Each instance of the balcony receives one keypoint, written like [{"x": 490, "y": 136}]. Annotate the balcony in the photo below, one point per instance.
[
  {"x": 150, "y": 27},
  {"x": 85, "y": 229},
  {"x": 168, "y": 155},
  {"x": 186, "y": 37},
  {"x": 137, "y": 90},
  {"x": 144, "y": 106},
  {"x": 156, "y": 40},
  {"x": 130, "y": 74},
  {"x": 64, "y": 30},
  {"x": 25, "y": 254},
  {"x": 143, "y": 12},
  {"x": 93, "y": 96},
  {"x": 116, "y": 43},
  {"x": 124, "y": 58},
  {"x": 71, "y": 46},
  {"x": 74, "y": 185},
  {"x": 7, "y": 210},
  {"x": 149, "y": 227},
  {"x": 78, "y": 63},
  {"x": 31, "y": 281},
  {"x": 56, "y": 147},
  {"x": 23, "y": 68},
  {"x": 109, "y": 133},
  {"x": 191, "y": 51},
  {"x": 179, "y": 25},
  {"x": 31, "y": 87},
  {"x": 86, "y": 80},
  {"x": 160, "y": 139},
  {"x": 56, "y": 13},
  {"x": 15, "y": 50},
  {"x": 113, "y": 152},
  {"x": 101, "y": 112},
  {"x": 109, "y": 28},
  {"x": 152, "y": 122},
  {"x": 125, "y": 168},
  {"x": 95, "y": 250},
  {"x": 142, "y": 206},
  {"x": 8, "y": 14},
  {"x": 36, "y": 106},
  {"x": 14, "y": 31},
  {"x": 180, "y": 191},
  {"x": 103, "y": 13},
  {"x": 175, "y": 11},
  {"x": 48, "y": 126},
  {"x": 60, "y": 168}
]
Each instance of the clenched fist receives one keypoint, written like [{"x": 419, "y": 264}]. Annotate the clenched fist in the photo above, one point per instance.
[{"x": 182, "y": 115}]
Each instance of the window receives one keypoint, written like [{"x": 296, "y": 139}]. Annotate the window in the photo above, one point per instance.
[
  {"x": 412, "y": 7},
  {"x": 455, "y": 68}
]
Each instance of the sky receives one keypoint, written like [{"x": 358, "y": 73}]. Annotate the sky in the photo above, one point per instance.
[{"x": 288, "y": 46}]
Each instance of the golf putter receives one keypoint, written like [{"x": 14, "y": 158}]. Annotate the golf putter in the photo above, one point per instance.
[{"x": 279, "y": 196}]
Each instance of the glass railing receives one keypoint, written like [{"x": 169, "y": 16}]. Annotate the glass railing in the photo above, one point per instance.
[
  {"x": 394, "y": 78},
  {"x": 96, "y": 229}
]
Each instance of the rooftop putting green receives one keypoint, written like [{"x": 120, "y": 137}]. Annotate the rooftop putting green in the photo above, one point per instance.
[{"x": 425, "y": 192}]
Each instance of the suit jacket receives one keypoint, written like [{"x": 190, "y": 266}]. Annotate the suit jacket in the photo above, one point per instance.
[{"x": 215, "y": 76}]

────────────────

About this exercise: From the first line through the last, give the data above again exactly.

Result:
Each instance of the balcony receives one keypoint, written like [{"x": 490, "y": 136}]. Annotate the balcony in the photo below, one point per instance.
[
  {"x": 150, "y": 27},
  {"x": 85, "y": 229},
  {"x": 168, "y": 155},
  {"x": 186, "y": 37},
  {"x": 137, "y": 90},
  {"x": 144, "y": 106},
  {"x": 156, "y": 40},
  {"x": 130, "y": 74},
  {"x": 64, "y": 30},
  {"x": 25, "y": 254},
  {"x": 143, "y": 12},
  {"x": 93, "y": 96},
  {"x": 116, "y": 43},
  {"x": 124, "y": 58},
  {"x": 71, "y": 46},
  {"x": 74, "y": 185},
  {"x": 7, "y": 210},
  {"x": 149, "y": 227},
  {"x": 78, "y": 63},
  {"x": 31, "y": 281},
  {"x": 56, "y": 147},
  {"x": 23, "y": 68},
  {"x": 109, "y": 133},
  {"x": 191, "y": 51},
  {"x": 179, "y": 25},
  {"x": 31, "y": 87},
  {"x": 86, "y": 80},
  {"x": 160, "y": 139},
  {"x": 56, "y": 13},
  {"x": 15, "y": 50},
  {"x": 113, "y": 152},
  {"x": 101, "y": 112},
  {"x": 109, "y": 28},
  {"x": 152, "y": 122},
  {"x": 125, "y": 168},
  {"x": 95, "y": 250},
  {"x": 142, "y": 206},
  {"x": 8, "y": 14},
  {"x": 36, "y": 106},
  {"x": 14, "y": 31},
  {"x": 180, "y": 191},
  {"x": 103, "y": 13},
  {"x": 175, "y": 11},
  {"x": 48, "y": 126},
  {"x": 60, "y": 168}
]
Each instance of the clenched fist receives one keypoint, written like [{"x": 419, "y": 264}]. Annotate the clenched fist in the photo above, one point per instance.
[{"x": 182, "y": 115}]
Each instance of the window receives one keypoint, written like [{"x": 296, "y": 139}]. Annotate the window in the photo above, one point per instance.
[
  {"x": 412, "y": 7},
  {"x": 455, "y": 68}
]
Each instance of the sky receives one keypoint, written like [{"x": 358, "y": 73}]. Annotate the sky in the photo above, one point per instance.
[{"x": 288, "y": 46}]
Each instance of the golf putter receives one keypoint, written like [{"x": 14, "y": 158}]. Annotate the golf putter in the photo above, one point per instance.
[{"x": 279, "y": 196}]
Each instance of the glass railing receives one keypoint, written like [{"x": 169, "y": 16}]. Annotate the glass railing in the photo above, one point per instance.
[
  {"x": 394, "y": 78},
  {"x": 96, "y": 229}
]
Each instance of the rooftop putting green receives one keypoint, written like [{"x": 120, "y": 137}]. Annotate the rooftop putting green in the photo above, one point per instance.
[{"x": 425, "y": 192}]
Each instance of the suit jacket receives one keypoint, written like [{"x": 190, "y": 266}]. Annotate the suit jacket in the photo above, one point per instance.
[{"x": 215, "y": 76}]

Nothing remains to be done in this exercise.